--- 점 주석 데이터 발췌 ---
····················

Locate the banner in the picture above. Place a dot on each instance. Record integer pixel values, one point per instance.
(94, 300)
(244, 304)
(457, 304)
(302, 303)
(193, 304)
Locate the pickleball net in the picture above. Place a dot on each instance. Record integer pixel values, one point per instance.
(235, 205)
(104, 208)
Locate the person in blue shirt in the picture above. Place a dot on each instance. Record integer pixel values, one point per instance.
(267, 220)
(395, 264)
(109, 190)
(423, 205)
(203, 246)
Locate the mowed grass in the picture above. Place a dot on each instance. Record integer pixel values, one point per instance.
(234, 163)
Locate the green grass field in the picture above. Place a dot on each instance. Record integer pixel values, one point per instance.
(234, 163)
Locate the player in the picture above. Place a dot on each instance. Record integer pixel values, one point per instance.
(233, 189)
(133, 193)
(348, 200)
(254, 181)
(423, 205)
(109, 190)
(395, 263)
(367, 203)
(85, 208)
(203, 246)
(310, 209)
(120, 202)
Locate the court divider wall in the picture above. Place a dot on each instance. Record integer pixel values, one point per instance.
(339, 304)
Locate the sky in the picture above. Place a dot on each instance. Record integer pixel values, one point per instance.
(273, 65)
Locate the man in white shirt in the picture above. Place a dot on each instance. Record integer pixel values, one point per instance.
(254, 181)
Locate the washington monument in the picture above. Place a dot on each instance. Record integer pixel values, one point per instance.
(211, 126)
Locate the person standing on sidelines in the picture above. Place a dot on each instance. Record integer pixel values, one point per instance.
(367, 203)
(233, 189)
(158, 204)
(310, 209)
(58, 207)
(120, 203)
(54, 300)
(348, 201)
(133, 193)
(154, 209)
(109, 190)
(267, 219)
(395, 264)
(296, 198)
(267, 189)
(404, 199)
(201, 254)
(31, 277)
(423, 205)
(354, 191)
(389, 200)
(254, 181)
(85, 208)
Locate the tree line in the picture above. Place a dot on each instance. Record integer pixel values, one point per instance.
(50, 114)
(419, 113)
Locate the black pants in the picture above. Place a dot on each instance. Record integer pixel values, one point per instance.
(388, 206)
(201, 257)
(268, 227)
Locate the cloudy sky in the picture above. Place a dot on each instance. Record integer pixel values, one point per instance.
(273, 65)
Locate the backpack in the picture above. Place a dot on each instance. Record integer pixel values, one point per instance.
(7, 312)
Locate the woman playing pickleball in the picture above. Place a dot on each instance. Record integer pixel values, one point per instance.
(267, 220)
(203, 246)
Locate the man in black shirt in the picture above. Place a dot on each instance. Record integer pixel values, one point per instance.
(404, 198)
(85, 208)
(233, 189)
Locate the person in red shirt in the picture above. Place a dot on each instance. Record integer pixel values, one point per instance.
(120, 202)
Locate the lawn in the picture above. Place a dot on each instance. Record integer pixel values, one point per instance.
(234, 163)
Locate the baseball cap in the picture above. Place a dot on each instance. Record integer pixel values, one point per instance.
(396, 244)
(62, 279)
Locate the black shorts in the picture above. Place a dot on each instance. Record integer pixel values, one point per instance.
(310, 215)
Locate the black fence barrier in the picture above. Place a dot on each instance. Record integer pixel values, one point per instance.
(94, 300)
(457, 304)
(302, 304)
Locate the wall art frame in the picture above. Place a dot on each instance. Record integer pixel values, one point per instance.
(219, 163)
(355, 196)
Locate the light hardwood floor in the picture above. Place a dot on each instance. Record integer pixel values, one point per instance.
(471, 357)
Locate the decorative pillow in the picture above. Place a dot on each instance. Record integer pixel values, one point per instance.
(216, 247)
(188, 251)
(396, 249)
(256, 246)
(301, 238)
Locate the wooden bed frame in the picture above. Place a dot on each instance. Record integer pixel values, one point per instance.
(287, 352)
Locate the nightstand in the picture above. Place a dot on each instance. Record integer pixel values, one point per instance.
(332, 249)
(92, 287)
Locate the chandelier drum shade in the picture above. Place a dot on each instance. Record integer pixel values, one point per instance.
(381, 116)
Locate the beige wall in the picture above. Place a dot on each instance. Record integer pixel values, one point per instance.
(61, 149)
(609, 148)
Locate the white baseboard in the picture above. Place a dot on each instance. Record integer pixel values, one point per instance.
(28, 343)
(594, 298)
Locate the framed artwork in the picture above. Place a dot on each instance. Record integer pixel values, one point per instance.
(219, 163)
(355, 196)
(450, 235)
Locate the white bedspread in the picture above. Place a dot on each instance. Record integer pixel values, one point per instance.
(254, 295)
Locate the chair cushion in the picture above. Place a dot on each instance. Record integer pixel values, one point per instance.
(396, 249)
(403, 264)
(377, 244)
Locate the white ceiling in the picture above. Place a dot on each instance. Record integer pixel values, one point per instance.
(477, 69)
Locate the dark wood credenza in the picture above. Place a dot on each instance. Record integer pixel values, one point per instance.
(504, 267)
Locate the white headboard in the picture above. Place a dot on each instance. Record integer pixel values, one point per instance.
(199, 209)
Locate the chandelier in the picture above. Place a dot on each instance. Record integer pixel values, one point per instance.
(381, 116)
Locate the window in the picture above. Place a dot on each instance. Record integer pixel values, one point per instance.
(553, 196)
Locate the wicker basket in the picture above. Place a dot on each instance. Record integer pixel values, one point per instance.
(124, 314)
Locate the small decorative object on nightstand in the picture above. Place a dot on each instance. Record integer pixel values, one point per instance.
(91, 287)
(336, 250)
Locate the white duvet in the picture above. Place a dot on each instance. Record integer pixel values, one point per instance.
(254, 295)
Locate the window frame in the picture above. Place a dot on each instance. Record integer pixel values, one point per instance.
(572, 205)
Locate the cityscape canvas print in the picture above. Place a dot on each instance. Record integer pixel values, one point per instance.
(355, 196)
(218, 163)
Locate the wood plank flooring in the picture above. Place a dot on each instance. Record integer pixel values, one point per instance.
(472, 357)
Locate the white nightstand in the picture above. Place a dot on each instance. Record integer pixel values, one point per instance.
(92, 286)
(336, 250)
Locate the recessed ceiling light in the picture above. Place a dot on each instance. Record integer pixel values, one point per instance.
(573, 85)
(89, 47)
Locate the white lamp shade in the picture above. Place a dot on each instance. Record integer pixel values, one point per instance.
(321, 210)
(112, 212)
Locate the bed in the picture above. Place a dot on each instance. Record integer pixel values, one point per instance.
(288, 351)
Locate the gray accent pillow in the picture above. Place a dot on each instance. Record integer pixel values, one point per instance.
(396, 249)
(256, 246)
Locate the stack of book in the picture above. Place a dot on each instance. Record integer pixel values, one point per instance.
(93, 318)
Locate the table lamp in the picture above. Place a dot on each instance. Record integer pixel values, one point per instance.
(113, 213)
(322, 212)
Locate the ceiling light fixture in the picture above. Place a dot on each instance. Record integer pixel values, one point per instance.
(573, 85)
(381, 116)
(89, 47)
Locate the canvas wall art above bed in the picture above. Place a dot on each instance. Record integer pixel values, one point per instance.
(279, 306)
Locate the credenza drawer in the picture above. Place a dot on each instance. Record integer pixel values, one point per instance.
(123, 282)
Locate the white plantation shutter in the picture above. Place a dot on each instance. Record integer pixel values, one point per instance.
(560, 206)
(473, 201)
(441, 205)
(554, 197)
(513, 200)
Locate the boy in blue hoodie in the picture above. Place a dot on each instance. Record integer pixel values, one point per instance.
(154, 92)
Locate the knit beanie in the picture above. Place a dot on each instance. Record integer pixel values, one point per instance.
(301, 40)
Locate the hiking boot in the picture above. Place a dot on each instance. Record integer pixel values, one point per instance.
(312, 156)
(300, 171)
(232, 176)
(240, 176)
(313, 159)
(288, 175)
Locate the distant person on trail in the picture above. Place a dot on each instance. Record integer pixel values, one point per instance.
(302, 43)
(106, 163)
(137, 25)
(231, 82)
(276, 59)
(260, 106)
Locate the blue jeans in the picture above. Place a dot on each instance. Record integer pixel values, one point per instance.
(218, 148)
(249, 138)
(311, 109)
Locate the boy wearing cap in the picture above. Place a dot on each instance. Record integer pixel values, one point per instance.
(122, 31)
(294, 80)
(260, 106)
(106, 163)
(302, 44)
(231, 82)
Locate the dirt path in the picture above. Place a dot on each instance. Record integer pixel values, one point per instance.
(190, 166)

····················

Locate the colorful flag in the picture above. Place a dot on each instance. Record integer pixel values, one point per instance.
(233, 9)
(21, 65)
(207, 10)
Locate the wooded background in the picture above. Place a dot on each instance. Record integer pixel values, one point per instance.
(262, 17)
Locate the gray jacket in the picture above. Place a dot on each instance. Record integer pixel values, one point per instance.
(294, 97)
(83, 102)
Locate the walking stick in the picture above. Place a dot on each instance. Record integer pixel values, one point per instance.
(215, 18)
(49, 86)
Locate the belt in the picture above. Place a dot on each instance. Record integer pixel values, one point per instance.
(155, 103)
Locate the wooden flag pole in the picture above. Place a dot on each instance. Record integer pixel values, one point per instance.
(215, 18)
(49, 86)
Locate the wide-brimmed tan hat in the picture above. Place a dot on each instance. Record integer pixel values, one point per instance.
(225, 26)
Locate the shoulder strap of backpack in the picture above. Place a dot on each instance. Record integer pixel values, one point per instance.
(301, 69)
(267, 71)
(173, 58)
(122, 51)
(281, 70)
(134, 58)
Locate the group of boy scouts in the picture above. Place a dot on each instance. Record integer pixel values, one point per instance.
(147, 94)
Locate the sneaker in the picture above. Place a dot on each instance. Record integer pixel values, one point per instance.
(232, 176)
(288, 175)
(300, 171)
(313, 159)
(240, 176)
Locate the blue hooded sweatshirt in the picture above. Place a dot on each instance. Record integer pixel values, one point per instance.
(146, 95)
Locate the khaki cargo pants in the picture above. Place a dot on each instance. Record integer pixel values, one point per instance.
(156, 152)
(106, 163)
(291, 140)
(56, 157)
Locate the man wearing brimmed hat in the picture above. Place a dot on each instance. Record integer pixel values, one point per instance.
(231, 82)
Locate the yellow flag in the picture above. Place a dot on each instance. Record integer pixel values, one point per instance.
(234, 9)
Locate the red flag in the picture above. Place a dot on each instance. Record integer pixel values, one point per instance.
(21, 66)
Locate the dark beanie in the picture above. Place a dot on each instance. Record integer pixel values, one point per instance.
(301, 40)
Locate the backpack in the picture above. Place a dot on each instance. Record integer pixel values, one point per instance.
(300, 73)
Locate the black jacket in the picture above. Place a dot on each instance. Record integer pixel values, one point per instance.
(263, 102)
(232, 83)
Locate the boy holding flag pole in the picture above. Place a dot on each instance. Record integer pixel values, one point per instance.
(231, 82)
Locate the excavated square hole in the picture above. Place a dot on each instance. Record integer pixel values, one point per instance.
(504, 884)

····················

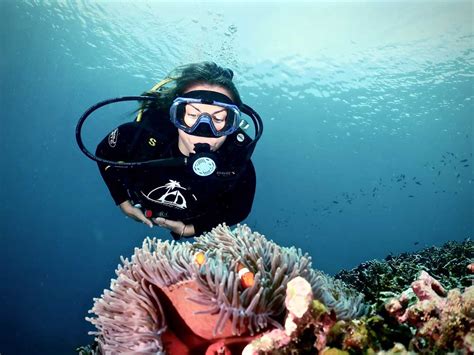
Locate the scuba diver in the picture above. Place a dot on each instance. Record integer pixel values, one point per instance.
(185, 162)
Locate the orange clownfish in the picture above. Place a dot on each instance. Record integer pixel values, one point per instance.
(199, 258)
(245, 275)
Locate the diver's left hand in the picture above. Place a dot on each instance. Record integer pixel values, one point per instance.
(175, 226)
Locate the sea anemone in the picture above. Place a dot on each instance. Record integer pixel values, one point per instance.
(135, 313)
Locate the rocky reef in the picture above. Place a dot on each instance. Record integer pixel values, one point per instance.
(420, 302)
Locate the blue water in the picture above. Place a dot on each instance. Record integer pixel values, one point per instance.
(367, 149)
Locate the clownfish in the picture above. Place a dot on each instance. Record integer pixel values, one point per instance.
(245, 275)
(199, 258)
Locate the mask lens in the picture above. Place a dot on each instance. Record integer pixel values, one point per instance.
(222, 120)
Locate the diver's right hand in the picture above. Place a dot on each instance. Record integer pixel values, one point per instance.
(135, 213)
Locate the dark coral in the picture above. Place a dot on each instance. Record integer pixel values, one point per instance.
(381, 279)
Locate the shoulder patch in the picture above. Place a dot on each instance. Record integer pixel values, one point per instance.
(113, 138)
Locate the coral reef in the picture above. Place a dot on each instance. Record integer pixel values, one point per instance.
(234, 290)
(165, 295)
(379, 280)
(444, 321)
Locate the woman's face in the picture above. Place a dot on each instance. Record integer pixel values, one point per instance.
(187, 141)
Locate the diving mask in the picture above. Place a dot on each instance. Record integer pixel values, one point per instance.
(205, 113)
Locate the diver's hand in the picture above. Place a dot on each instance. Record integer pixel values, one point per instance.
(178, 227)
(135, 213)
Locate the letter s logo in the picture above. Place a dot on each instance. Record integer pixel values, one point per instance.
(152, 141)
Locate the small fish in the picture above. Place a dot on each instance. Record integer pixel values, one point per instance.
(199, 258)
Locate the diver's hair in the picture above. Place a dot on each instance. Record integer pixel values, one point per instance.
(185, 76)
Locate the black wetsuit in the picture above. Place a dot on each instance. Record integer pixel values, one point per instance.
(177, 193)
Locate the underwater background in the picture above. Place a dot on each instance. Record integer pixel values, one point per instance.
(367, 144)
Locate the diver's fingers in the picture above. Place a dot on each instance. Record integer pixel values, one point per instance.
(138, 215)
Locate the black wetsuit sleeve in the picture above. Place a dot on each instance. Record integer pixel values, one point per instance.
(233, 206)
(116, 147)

····················

--- 도전 과제 ---
위 자료에서 "credenza"라는 단어가 들어 있는 줄을 모두 골라 그대로 옮겨 적으세요.

--- 전체 풀이 ---
Locate the dark wood credenza in the picture above. Place a dot on each instance. Record integer pixel values, one point per instance.
Locate the credenza drawer in the picture above. Place a dot on each instance. Record integer pixel values, one point per instance.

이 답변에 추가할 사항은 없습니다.